— Start of The data —

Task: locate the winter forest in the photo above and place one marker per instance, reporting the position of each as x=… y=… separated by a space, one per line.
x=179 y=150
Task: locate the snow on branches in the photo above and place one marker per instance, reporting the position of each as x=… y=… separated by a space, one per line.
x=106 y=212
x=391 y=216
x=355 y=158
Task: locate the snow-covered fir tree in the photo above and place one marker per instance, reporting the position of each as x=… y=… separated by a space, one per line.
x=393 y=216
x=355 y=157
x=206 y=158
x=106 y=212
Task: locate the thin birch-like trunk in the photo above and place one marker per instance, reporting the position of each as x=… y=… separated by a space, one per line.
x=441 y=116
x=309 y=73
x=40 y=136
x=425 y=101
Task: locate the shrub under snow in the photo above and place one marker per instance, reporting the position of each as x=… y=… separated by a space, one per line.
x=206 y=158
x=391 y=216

— End of The data —

Objective :: Output all of the material above as a JSON list of strings, one string per line, with blank lines omitted.

Answer to this exercise ::
[
  "Task: locate the winter forest in the photo above and place one marker per instance, reporting the position of each as x=… y=… separated by a space, one per line.",
  "x=179 y=150",
  "Task: locate the snow on branches in the photo above and place one marker per instance, reporting the position of each as x=… y=… separated by a space, one per line.",
  "x=106 y=212",
  "x=391 y=216",
  "x=355 y=158",
  "Task: locate the snow-covered fir tree in the photo above and place one marker per instance, reporting the position of each as x=… y=… separated by a space, one per line.",
  "x=393 y=216",
  "x=355 y=157",
  "x=206 y=158",
  "x=106 y=212",
  "Task: locate the thin birch-like trunk in the photo above and place one marker per instance, reporting the position of each as x=… y=… separated by a space, one per line.",
  "x=441 y=116",
  "x=309 y=73",
  "x=40 y=136",
  "x=425 y=101",
  "Task: locate the shrub under snow in the photo above and place one marker per instance, reporting the position of each as x=… y=… separated by a space, one per line.",
  "x=206 y=158",
  "x=391 y=216"
]